Optimizing pharmaceutical manufacturing
When manufacturing a pharmaceutical product, the active pharmaceutical ingredient (API) can frequently exist in different crystalline forms other than the desired one, so called polymorphs. In order to optimize the manufacturing process there is a need to accurately measure the amount of wanted and unwanted polymorphs, even at very low concentrations, in the final product. X-ray powder diffraction (XRPD) is a technique that can be applied to perform such measurements. MagleChemoswed has both extensive experience and in-house capabilities to perform such determinations.
Lost in the noise
In lab scale equipment the detection limit pose a challenge with samples with very low concentrations of the API. It is increasingly difficult to detect the different polymorphs with lab-scale X-ray powder diffraction equipment at <30% concentrations of the active ingredient.
Considering that many pharmaceutical formulations have drug loads well below 10%, this is an important difference between lab scale equipment and large-scale research infrastructures such as the MAX IV synchrotron in Lund. Synchrotron based techniques can be especially useful in cases where you want to study fast processes or measure low concentrations in your sample. The DanMAX beamline at MAX IV has a powder diffraction instrument with fast and low-noise detection.

[Saved data entries]
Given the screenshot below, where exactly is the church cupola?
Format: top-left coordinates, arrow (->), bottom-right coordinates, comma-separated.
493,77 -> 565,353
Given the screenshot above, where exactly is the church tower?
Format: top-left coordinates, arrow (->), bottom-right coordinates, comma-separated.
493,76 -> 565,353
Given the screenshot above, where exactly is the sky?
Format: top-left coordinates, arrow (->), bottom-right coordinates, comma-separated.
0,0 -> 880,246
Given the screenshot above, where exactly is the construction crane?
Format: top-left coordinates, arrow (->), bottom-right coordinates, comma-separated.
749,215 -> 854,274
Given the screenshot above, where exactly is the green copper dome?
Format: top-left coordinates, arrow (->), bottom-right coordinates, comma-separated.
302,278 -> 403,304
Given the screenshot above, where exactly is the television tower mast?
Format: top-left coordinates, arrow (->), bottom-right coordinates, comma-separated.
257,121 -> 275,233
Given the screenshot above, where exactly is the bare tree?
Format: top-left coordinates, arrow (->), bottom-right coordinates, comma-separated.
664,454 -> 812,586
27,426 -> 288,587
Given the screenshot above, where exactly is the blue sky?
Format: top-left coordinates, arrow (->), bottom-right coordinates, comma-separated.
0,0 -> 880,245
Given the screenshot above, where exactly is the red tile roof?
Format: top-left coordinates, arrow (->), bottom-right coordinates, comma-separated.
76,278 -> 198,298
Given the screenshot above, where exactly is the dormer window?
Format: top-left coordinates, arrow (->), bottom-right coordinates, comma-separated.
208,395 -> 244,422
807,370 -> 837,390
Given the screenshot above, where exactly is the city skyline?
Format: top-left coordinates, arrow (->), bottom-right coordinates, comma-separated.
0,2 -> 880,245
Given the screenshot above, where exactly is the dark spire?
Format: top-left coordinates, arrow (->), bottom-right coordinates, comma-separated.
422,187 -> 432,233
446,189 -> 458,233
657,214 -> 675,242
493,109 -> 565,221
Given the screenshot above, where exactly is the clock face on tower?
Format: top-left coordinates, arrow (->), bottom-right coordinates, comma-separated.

• _DIRECTIONS_
A – From the passage on pharmaceutical manufacturing, extract the words between "Lost in the" and "and low-noise detection.", inclusive.
B – According to the passage on pharmaceutical manufacturing, below what concentration of the active ingredient does detecting the different polymorphs with lab-scale X-ray powder diffraction equipment become increasingly difficult?
These rows have nothing to do with the work here.

• _SOLUTIONS FOR EACH TASK_
A –
Lost in the noise
In lab scale equipment the detection limit pose a challenge with samples with very low concentrations of the API. It is increasingly difficult to detect the different polymorphs with lab-scale X-ray powder diffraction equipment at <30% concentrations of the active ingredient.
Considering that many pharmaceutical formulations have drug loads well below 10%, this is an important difference between lab scale equipment and large-scale research infrastructures such as the MAX IV synchrotron in Lund. Synchrotron based techniques can be especially useful in cases where you want to study fast processes or measure low concentrations in your sample. The DanMAX beamline at MAX IV has a powder diffraction instrument with fast and low-noise detection.

B – Below 30%.